WHAT IS BEING ASKED.
Which of the lines below contain the string "bird"? Collect every one of them and copy each out in full.

RECORDS FOR THIS EXERCISE.
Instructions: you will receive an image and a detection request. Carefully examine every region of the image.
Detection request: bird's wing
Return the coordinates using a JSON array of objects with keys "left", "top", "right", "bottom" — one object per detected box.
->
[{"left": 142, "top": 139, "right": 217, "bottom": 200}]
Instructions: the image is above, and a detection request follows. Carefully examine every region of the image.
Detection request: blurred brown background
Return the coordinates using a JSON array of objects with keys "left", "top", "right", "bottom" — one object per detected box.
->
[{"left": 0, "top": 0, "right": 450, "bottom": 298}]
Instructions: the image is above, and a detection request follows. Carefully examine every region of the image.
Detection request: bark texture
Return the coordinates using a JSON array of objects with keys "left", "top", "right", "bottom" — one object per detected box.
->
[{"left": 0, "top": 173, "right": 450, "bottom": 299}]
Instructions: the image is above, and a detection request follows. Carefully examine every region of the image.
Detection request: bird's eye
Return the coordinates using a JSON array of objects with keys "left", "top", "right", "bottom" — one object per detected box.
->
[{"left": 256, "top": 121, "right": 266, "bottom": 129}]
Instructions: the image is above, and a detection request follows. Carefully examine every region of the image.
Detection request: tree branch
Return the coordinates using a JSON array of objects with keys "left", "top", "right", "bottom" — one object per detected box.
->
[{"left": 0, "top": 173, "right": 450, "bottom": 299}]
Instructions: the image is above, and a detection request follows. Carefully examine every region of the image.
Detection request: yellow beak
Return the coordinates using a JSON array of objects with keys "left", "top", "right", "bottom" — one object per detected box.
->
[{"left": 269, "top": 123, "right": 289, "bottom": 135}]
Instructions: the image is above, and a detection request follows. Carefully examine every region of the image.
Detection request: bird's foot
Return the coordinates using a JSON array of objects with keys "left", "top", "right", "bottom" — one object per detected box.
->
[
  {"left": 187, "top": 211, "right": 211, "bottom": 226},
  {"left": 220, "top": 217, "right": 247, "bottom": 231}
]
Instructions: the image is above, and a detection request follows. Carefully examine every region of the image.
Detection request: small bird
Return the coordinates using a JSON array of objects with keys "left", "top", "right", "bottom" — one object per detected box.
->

REPLY.
Detection request: bird's wing
Detection request: bird's eye
Detection request: bird's foot
Detection request: small bird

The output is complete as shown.